# Text segment:
******************************
In conclusion, reflecting on the two artistic projects discussed, my two-part argument has been that one, the contemporary landscape of AI-generated media content requires aesthetic analysis and thinking, and second, that this aesthetic thinking should be even more aesthetic than we usually think it to be. The epistemological crisis brought on by AI challenges us as aesthetic theorists to examine the fundamental conditions of meaning-making—not merely focusing on production or infrastructure, which others thoroughly address,[38] but rather the basic questions surrounding perception and epistemology. Aesthetic analysis, I argue, offers a pathway to open the complex sensory experiences of seemingly fake content—not to dismiss or transcend them but rather to understand their operations, following Hoel’s approach.

Images like those of “Trump’s” Black voters require the complexity offered by an aesthetic approach to grasp how meaning is sensorily produced for a multitude of unknown receivers. While these images may be fake or flat in the sense that they were fabricated by AI, they have the potential to become reality, to become the world, for those who encounter them. This brings me to the conceptual framework of agnotology, which is key to understanding how AI-generated images intentionally produce doubt, ignorance, and ambiguity. However, I have argued, we must also broaden our understanding of the “receiver” and their capacity to distinguish between “true” and “false” and “real” and “fake.” Thinking (more) aesthetically about AI, we need to preserve multiple, simultaneous narratives and realities rather than imposing a single, “reasonable” or “correct” version of the world. As I have shown, the potential meaning of images is ultimately shaped by the eyes of the beholder.

This issue became starkly apparent during the scandal of Cambridge Analytica, the data analytics firm that worked with Donald Trump’s election campaign and the winning Brexit campaign, and harvested millions of Facebook profiles of US voters in one of the tech giant’s biggest data breaches.[39] These profiles were used to build a system that could profile individual voters to target them with personalized political advertisements. Crucially, the focus here was not on an external, universally agreed-upon reality, but on identifying which reality individuals believed in and then systematically altering it piece by piece with “fake” content. What is important to me in this context is not just labeling these phenomena as flat, fake, or “post-truth,” but recognizing that they constitute genuine realities for someone. Dog whistles offer a precise—and deeply aesthetic—illustration of this phenomenon.[40] These are messages that are perceptible to some, but not to others—deliberately so. In today’s media landscape, aesthetic communication has become increasingly weird and difficult to grasp, and perhaps the insistence on rationality as a response to this is misguided. For instance, when discussing Jacques Rancière’s distribution of the sensible, we should add that today it is not just who speaks and who is silenced, who possesses a voice and who is muted.[41] Today, multiple narratives and realities coexist from the start, with ambiguity designed into the message to simultaneously speak to different audiences in parallel. Some will discern the hidden message, hear the dog whistle, while others will not. Embracing an aesthetic perspective allows us to see these divergent narratives as they exist side by side, without imposing a mandate to merge into one singular “correct” reality. For some, “Trump’s” Black voters are undeniably real.
******************************
# Stored data:
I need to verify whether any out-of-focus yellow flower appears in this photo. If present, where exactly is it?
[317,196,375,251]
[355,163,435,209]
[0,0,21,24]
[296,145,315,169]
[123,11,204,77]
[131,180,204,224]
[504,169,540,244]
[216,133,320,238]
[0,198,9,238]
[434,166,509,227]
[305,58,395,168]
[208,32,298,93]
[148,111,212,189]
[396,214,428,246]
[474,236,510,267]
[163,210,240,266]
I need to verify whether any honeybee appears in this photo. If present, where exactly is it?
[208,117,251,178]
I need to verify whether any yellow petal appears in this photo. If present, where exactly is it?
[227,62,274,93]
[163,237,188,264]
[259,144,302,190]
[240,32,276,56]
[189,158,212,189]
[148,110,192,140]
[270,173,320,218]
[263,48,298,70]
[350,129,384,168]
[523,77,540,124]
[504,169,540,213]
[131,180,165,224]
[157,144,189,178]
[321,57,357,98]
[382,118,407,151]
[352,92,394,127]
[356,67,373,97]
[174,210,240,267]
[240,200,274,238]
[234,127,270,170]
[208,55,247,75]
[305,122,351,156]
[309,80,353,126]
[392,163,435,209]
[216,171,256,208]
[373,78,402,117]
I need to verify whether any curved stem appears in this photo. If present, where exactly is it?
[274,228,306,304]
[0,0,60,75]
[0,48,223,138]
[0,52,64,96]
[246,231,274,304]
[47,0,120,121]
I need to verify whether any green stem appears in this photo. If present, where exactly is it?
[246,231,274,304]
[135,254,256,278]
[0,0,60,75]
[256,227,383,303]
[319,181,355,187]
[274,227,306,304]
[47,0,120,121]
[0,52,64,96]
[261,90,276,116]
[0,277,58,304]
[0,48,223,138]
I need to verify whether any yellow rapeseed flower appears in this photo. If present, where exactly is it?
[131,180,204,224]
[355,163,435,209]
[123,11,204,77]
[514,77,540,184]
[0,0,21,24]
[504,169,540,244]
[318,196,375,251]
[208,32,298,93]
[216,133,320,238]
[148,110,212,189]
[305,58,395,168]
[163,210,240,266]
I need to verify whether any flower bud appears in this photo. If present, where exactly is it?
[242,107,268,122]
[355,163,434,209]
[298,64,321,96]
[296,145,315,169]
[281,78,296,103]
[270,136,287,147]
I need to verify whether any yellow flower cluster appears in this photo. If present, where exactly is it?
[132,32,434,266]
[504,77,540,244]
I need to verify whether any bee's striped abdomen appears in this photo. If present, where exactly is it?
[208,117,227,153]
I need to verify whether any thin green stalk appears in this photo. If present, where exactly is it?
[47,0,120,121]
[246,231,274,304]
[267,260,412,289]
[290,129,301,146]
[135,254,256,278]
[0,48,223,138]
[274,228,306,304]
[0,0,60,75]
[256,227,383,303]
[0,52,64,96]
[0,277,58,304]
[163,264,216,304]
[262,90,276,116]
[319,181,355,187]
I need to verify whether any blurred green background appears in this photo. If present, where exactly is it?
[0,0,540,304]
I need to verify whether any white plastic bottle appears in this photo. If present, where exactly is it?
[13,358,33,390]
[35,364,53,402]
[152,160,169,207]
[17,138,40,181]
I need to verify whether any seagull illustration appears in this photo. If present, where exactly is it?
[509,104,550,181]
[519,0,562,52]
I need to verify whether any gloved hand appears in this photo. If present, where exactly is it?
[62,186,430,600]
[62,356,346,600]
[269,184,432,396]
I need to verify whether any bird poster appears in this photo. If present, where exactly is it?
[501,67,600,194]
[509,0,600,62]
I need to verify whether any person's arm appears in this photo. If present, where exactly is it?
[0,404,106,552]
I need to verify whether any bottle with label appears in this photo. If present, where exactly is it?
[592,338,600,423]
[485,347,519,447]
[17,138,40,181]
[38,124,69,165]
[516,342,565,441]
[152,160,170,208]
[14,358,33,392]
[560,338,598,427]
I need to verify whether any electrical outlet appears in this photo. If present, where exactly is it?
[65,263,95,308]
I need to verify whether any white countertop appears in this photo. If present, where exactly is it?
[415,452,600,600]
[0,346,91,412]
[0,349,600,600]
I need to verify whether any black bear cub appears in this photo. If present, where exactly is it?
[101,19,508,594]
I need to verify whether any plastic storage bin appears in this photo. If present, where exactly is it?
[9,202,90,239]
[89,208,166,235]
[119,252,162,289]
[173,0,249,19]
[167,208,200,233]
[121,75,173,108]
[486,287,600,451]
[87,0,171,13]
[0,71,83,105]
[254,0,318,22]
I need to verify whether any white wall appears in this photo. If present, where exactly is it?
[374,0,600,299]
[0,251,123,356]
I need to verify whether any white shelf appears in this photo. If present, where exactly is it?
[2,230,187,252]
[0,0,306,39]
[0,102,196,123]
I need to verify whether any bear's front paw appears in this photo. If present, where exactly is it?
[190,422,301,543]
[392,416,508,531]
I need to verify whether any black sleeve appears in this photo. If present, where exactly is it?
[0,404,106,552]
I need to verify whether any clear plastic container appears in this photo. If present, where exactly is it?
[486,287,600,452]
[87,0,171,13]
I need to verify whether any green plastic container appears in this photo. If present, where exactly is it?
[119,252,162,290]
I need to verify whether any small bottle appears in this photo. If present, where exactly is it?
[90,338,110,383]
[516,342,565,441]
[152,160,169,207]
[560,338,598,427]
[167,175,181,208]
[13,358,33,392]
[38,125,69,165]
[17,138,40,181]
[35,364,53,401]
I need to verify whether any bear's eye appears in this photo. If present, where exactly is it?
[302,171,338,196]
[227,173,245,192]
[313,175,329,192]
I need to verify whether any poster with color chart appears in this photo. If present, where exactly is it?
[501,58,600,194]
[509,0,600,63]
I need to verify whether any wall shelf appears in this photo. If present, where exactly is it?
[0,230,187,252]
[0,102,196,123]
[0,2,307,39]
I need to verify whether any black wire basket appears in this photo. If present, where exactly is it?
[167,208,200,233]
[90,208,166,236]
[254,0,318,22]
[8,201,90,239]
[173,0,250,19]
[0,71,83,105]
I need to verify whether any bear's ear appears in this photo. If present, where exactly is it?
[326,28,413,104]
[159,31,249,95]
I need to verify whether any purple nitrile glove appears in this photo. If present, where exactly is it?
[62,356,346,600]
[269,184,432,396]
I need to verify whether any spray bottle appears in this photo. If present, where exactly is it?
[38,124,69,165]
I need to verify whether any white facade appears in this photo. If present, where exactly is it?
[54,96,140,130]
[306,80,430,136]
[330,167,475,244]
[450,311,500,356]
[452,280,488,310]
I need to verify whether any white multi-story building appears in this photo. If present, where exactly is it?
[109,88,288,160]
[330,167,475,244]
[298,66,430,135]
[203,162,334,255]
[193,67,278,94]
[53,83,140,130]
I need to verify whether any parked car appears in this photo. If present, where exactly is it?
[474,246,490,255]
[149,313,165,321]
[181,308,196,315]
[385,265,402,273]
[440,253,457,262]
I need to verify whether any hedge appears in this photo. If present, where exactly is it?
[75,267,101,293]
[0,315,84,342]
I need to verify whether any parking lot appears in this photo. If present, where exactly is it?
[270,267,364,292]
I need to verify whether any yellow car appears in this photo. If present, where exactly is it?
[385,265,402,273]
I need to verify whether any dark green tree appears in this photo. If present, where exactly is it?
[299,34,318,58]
******************************
# Exercise tasks:
1 - Copy the passage on AI-generated images from "In conclusion, reflecting" up to and including "following Hoel’s approach.".
2 - In the passage on AI-generated images, which conceptual framework is called key to understanding how such images intentionally produce doubt, ignorance, and ambiguity?
3 - Write the next part of the passage on AI-generated images, picking up after its final sentence.

# Outputs for the tasks:
1 -
In conclusion, reflecting on the two artistic projects discussed, my two-part argument has been that one, the contemporary landscape of AI-generated media content requires aesthetic analysis and thinking, and second, that this aesthetic thinking should be even more aesthetic than we usually think it to be. The epistemological crisis brought on by AI challenges us as aesthetic theorists to examine the fundamental conditions of meaning-making—not merely focusing on production or infrastructure, which others thoroughly address,[38] but rather the basic questions surrounding perception and epistemology. Aesthetic analysis, I argue, offers a pathway to open the complex sensory experiences of seemingly fake content—not to dismiss or transcend them but rather to understand their operations, following Hoel’s approach.

2 - Agnotology.

3 -
If AI and the political cultures surrounding it are challenging our ability to reason, is the solution to double down on rationality? It is understandable to want to hold firm to empirical knowledge in a time when certainty feels elusive. But perhaps this moment calls for a different response, particularly from humanists, aesthetic theorists, and cultural critics. Rather than retreating to empirical frameworks, we should recognize the power of aesthetic forms and formats—strategic ambiguities, double meanings, and sensory appeals—that shape meaning-making today. While the empirical may provide comfort in an increasingly uncertain world, I ask: Are we thinking aesthetically enough?

 

Maja Bak Herrie
mbh@cc.au.dk

Maja Bak Herrie is postdoc at The School of Communication and Culture at Aarhus University. She works within the fields of aesthetics, media theory, and the philosophy of science on topics such as computational technologies of vision, scientific imaging, photography, and artistic research. She is co-editor The Nordic Journal of Aesthetics.

 

Published on July 14, 2025.

Cite this article: Maja Bak Herrie, “On Deepfakes and Dog Whistles: Thinking Aesthetically about Generative AI,” Contemporary Aesthetics, Special Volume 13 (2025), accessed date.

 

Endnotes

 

[1] Cf. Kelly Oliver’s description of how Blue Marble is alienating the viewer from the world, treating everything as an image: “To see Earth as an object floating alone in nothingness is to interpret the photograph within the technological frameworks that renders everything, even Earth itself, as an object for us, an object that can be grasped, managed, and controlled, an object ripped from its contextual home,” Kelly Oliver, Earth and World: Philosophy after the Apollo Missions (New York: Columbia University Press, 2015), 23.

[2] Donna J. Haraway wrote about this problem over thirty years ago, in “Situated Knowledges: The Science Question in Feminism and the Privilege of Partial Perspective,” yet her description of the trained eye remains apt: “[T]he eyes have been used to signify a perverse capacity—honed to perfection in the history of science tied to militarism, capitalism, colonialism, and male supremacy—to distance the knowing subject from everybody and everything in the interests of unfettered power.” Feminist Studies 14, no. 3 (1988), 581.

[3] Frank White, The Overview Effect: Space Exploration and Human Evolution (American Institute of Aeronautics and Astronautics, 1998 [1987]).

[4] Fred Hoyle quoted by Emlyn Koster in “The First Photograph of the Earth from Space: Why was a 1950 Prediction so Prescient?” Museum of Science. June 5, 2023.

[5] Michel Foucault, The Order of Things: An Archaeology of the Human Sciences, trans. Alan Sheridan (London: Routledge 2005 [1966]), 144.

[6] James Vincent and Jon Porter, “Samsung caught faking zoom photos of the Moon,” The Verge, https://www.theverge.com/2023/3/13/23637401/samsung-fake-moon-photos-ai-galaxy-s21-s23-ultra.

[7] Ibreakphotos, “Samsung ‘space zoom’ moon shots are fake, and here is the proof,” Reddit

https://www.reddit.com/r/Android/comments/11nzrb0/samsung_space_zoom_moon_shots_are_fake_and_here/ [accessed Oct. 21, 2024].

[8] Raymond Wong, “Is the Galaxy S21 Ultra using AI to fake detailed Moon photos?” Input Mag, January 29, 2021. https://www.inverse.com/input/reviews/is-samsung-galaxy-s21-ultra-using-ai-to-fake-detailed-moon-photos-investigation-super-resolution-analysis.

[9] For an in-depth discussion of the notion of “fakeness” and AI as a “technology of fakery,” see the work of Massimo Leone, e.g., “The main tasks of a semiotics of artificial intelligence,” Language and Semiotic Studies 9, no. 1 (2023), 1-13, or “The Spiral of Digital Falsehood in Deepfakes,” International Journal for the Semiotics of Law 36 (2023), 385-405.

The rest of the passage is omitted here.